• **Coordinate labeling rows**
::::
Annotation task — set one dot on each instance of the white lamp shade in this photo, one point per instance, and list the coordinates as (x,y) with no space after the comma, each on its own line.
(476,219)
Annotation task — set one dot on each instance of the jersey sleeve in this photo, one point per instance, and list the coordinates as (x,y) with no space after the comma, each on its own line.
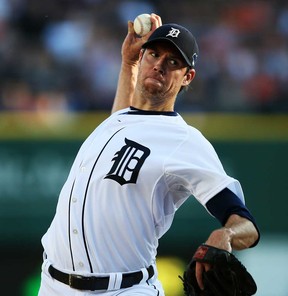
(199,170)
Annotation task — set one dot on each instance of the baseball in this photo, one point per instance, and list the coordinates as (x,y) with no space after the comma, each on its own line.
(142,24)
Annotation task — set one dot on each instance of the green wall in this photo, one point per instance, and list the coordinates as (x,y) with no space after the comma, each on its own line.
(37,150)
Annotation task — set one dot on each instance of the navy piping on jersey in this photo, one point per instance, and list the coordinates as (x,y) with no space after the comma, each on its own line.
(135,111)
(226,203)
(69,226)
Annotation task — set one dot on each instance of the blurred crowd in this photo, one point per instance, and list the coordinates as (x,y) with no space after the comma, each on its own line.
(65,54)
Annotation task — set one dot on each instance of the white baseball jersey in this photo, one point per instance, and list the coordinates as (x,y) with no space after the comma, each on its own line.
(129,177)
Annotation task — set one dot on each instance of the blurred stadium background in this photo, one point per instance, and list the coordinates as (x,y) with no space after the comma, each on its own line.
(59,63)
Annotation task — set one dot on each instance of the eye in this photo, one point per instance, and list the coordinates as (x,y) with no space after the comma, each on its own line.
(173,62)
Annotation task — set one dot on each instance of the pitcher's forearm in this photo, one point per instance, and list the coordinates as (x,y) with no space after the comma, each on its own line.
(126,86)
::::
• **Short task**
Copy every row above word for word, leaving out the pictures.

• **Answer to the exercise**
Annotation task — set one dot on each instance of the white lamp shade in this photo, one point per instance, and list the coordinates as (x,y) with no space after the comma, each on its own line.
(476,219)
Annotation task — set one dot on each instance of the jersey sleeve in this photo, one point per instance, and list the coordinates as (x,y) with no space after the comma, each on its own line.
(199,170)
Annotation task — set one dot on each instance of the baseball in this photo, one point per instance, and list the coordinates as (x,y) with no space after the comma, each on its own line.
(142,24)
Annotation task — set one dot on each instance of the green wall in this photo, one point per instance, and list the coordinates as (x,y) with no space after the comma, each on its own line.
(37,150)
Annotation task — set one dot on each instance of the navy piping on jersey in this photo, one point per instance, and list the coordinates as (x,y) with no space after the comma, each on its own line.
(135,111)
(226,203)
(69,226)
Annotation task — set one dot on each instance of the blurred crowd in this photo, one point per instance, and list the coordinates as (x,y) with no space after the comma, each on its own line.
(65,54)
Annotation task — set one dot on each instance of the white baseball jersey in this photo, one point per instance, and list the coordinates as (x,y) with no space after the comma, each on its own line.
(129,177)
Annotation task — set one dot on each instance of the blurred stadium background in this photo, one point per instance, and list the coordinates as (x,y) with no space after the comma, each on its own line.
(59,63)
Annotation task — set one dot on each instance of the eye in this photo, one point per instance, and list the coordinates as (x,y) with no space after the comma, each on its own line.
(173,62)
Annotation task — set one dot on each instance of the pitcher's forearm in this photo, one point per instance, and list the coordinates as (x,y) with no space after the comma, each on its own line.
(126,86)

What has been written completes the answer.